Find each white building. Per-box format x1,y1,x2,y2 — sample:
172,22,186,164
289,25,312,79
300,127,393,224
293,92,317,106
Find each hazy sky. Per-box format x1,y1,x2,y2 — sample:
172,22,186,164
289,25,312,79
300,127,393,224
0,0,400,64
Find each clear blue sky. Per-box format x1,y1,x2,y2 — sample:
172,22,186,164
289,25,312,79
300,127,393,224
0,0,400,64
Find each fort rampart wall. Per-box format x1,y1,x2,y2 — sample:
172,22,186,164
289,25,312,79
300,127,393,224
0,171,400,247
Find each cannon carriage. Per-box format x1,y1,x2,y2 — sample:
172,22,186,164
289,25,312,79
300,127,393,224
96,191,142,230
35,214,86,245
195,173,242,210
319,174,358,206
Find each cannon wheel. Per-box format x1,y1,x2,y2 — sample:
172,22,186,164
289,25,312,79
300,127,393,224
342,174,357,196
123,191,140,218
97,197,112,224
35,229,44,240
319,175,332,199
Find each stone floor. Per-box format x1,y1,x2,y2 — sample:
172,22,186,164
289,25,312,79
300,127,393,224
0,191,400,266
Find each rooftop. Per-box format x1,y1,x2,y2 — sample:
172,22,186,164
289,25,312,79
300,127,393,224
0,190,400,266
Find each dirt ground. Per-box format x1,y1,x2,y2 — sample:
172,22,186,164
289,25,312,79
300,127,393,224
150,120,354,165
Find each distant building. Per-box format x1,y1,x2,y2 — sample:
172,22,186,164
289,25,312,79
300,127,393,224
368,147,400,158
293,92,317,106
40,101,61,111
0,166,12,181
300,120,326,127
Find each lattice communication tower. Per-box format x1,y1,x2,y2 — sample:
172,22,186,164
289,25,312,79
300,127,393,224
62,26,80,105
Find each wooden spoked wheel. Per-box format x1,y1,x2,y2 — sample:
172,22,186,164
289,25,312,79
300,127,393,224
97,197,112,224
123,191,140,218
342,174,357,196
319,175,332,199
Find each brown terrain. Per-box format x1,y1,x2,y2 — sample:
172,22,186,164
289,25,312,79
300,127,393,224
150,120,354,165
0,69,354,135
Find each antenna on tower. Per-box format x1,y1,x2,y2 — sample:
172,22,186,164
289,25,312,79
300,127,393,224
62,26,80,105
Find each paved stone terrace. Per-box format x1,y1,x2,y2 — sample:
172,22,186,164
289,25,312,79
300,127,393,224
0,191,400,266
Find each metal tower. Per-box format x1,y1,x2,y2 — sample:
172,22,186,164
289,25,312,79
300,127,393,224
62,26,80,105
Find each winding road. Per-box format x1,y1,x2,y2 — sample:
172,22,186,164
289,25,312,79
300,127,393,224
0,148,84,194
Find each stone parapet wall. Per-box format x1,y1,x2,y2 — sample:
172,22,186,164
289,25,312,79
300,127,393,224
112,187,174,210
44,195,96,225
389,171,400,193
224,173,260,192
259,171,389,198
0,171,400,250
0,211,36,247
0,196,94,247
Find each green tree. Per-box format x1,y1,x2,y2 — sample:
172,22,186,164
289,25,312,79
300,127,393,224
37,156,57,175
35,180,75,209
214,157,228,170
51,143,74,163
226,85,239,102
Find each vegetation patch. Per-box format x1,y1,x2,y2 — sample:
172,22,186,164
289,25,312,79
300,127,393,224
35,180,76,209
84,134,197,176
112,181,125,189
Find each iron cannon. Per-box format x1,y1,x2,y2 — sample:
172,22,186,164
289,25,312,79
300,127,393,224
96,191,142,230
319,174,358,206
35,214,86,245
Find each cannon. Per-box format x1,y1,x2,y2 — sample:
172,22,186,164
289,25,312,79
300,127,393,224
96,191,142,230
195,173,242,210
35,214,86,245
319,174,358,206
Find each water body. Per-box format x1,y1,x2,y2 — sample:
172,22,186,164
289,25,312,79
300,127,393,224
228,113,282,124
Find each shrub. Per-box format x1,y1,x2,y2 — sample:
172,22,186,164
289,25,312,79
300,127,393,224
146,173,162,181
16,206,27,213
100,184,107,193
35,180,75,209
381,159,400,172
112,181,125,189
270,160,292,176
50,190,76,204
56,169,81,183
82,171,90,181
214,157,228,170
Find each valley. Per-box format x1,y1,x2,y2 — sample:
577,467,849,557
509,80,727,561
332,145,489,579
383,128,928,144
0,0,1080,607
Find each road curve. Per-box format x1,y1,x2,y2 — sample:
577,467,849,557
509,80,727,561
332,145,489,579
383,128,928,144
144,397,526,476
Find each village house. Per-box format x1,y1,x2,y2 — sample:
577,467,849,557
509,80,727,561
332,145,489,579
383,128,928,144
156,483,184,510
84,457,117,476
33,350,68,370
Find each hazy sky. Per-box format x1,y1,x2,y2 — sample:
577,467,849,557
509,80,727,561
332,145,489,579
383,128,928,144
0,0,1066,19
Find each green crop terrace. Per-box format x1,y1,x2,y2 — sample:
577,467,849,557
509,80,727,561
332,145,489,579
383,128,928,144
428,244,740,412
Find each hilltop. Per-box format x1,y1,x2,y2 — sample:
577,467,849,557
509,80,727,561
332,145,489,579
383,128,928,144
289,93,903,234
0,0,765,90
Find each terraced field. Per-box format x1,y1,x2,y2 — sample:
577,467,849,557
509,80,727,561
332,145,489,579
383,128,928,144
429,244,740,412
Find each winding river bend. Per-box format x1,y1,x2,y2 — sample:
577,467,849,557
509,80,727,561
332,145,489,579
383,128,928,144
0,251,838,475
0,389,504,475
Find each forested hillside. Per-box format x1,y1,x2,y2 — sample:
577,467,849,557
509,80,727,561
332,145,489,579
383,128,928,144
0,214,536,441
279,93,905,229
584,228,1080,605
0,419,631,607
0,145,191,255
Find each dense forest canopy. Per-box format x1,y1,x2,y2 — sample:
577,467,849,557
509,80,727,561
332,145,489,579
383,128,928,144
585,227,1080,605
^^^^
What needs to be done:
Format every line of the material above as a numbered list, leaving out blank lines.

Answer to this exercise:
1. Find each white building. Per-box format x1,y1,x2,y2 — sample:
2. 172,22,186,164
3. 289,25,312,79
4. 300,127,393,224
5. 293,92,317,106
6. Find each hazy sky. Per-box format x1,y1,x2,y2 — sample:
7. 172,22,186,164
8. 289,25,312,79
9. 300,127,393,224
10. 0,0,400,64
11. Find each clear blue sky. Per-box format x1,y1,x2,y2 — sample:
12. 172,22,186,164
13. 289,25,312,79
14. 300,127,393,224
15. 0,0,400,64
16. Find each fort rampart wall. Per-box format x1,y1,x2,y2 — sample:
17. 172,22,186,164
18. 289,25,312,79
19. 300,127,393,224
20. 0,171,400,247
21. Find each cannon carriage. Per-box format x1,y1,x2,y2 — sample:
22. 172,22,186,164
23. 289,25,312,79
24. 300,127,393,224
25. 96,191,142,230
26. 35,214,86,245
27. 195,173,242,210
28. 319,174,358,206
29. Find each cannon wheel. Per-box format x1,y1,x2,y2 — sample:
30. 172,22,186,164
31. 289,25,312,79
32. 300,127,393,224
33. 342,174,357,196
34. 123,191,140,218
35. 97,197,112,224
36. 35,229,44,240
37. 319,175,332,199
38. Find each stone floor. Per-box format x1,y1,x2,y2 — sample:
39. 172,22,186,164
40. 289,25,312,79
41. 300,127,393,224
42. 0,191,400,266
43. Find each rooftop. Per-box format x1,y1,x2,y2 — sample:
44. 172,22,186,164
45. 289,25,312,79
46. 300,127,393,224
47. 0,190,400,266
48. Find each dirt ground. Per-box format x1,y1,x2,y2 — sample:
49. 172,22,186,164
50. 289,25,312,79
51. 300,127,393,224
52. 150,120,354,165
53. Find each distant building. Per-box format x1,y1,x2,y2 — sample:
54. 172,22,186,164
55. 289,25,312,79
56. 300,127,393,224
57. 368,147,400,158
58. 293,92,317,106
59. 40,101,61,111
60. 0,166,12,181
61. 300,120,326,127
62. Find each lattice communication tower. Per-box format x1,y1,x2,y2 — sample:
63. 172,22,186,164
64. 289,25,312,79
65. 300,127,393,224
66. 62,26,80,105
67. Find each wooden spoked wheel. Per-box format x1,y1,x2,y2 — sample:
68. 172,22,186,164
69. 289,25,312,79
70. 300,127,393,224
71. 97,197,112,224
72. 123,191,140,218
73. 342,174,357,196
74. 319,175,332,199
75. Find each brown terrain. Per-box format x1,y1,x2,y2 — sample:
76. 172,22,186,164
77. 289,25,312,79
78. 300,127,393,224
79. 150,120,354,165
80. 0,69,354,135
81. Find each antenna on tower. Per-box format x1,y1,x2,y2 — sample:
82. 172,22,186,164
83. 289,25,312,79
84. 300,127,393,224
85. 62,26,80,105
86. Find each paved stone terrace. Per-box format x1,y1,x2,y2 — sample:
87. 172,22,186,164
88. 289,25,312,79
89. 300,127,393,224
90. 0,191,400,266
91. Find each metal tower. Per-box format x1,y1,x2,y2 — sample:
92. 172,22,186,164
93. 289,25,312,79
94. 300,127,393,224
95. 62,26,80,105
96. Find each winding road. Per-box format x1,y1,x2,y2 — sample:
97. 172,22,186,164
98. 289,25,312,79
99. 300,127,393,224
100. 0,148,84,194
101. Find each stone parapet wall. Per-box format x1,y1,x2,y2 — sample:
102. 172,22,186,164
103. 289,25,312,79
104. 300,127,393,224
105. 112,187,174,210
106. 44,195,96,225
107. 389,171,400,193
108. 224,173,260,192
109. 259,171,389,198
110. 0,171,400,250
111. 0,211,36,247
112. 0,196,94,247
113. Find each green tree. Per-box format x1,y1,x2,y2 — sample:
114. 172,22,186,164
115. 289,25,312,79
116. 300,127,393,224
117. 37,156,57,175
118. 35,180,75,209
119. 214,157,228,170
120. 51,143,74,163
121. 226,85,239,102
122. Find each vegetation patch. Per-box format x1,y1,x2,y2 — sample:
123. 172,22,186,164
124. 289,25,312,79
125. 300,127,393,224
126. 35,180,76,209
127. 84,134,197,176
128. 112,181,125,189
129. Find each iron cannon. Per-box format x1,y1,x2,y2 — sample:
130. 172,22,186,164
131. 289,25,312,79
132. 300,127,393,224
133. 96,191,142,230
134. 319,174,358,206
135. 35,214,86,245
136. Find each cannon. Per-box format x1,y1,x2,y2 — sample:
137. 172,22,186,164
138. 289,25,312,79
139. 300,127,393,224
140. 96,191,142,230
141. 195,173,242,210
142. 35,214,86,245
143. 319,174,358,206
144. Find each water body. Per-box format x1,y1,x2,y2 — sample:
145. 172,22,186,164
146. 289,25,312,79
147. 300,127,393,224
148. 228,113,282,124
149. Find each shrub. Per-box format x1,y1,x2,y2 — sample:
150. 172,22,186,164
151. 289,25,312,79
152. 300,127,393,224
153. 146,173,162,181
154. 16,206,27,213
155. 100,184,107,193
156. 35,180,75,209
157. 381,159,400,172
158. 112,181,125,189
159. 270,160,292,176
160. 50,190,76,204
161. 56,169,81,183
162. 82,171,90,181
163. 214,157,228,170
164. Find each valley. Per-box format x1,y1,x2,y2 — sample:
165. 577,467,849,557
166. 509,80,727,561
167. 332,145,489,579
168. 383,128,928,144
169. 0,0,1080,607
170. Find each road curve. Per-box format x1,y1,x2,y2 — sample:
171. 577,467,849,557
172. 509,80,727,561
173. 332,145,489,579
174. 383,128,928,144
175. 144,397,526,476
176. Find each village house. Per-box format x1,y1,x2,y2 — sample:
177. 577,467,849,557
178. 509,80,727,561
179. 332,145,489,579
180. 383,128,928,144
181. 156,483,184,510
182. 84,457,117,476
183. 33,350,68,370
184. Find each hazy sky. Per-box format x1,y1,x2,y2 — sample:
185. 577,467,849,557
186. 509,80,727,561
187. 332,145,489,579
188. 383,128,928,144
189. 0,0,1066,19
190. Find each green crop terrace. Per-box format x1,y1,x2,y2 — sample:
191. 577,467,849,557
192. 509,80,727,561
193. 332,145,489,579
194. 383,128,928,144
195. 428,244,740,412
196. Find each hilltop. Per-box format x1,y1,x2,y2 — sample:
197. 577,467,849,557
198. 509,80,727,561
199. 332,145,489,579
200. 383,128,928,144
201. 289,93,903,234
202. 0,0,765,90
203. Find each terraced field. Per-box format x1,y1,x2,y2 — sample:
204. 577,467,849,557
205. 509,80,727,561
206. 332,145,489,579
207. 383,128,928,144
208. 429,244,740,412
209. Find each winding river bend. Per-box format x1,y1,x2,y2 — sample:
210. 577,467,849,557
211. 509,80,727,561
212. 332,145,489,579
213. 383,128,928,144
214. 0,251,838,475
215. 0,389,504,475
216. Find each forested hillside. Per-box format x1,y1,x2,y2 — sample:
217. 577,467,849,557
218. 509,80,727,561
219. 332,145,489,579
220. 383,128,928,144
221. 0,214,536,441
222. 279,93,905,229
223. 584,228,1080,605
224. 0,419,631,607
225. 0,145,191,255
226. Find each dense forest canopy. Per-box format x1,y1,x2,y2 — sample:
227. 577,467,849,557
228. 509,80,727,561
229. 332,145,489,579
230. 383,128,928,144
231. 585,227,1080,605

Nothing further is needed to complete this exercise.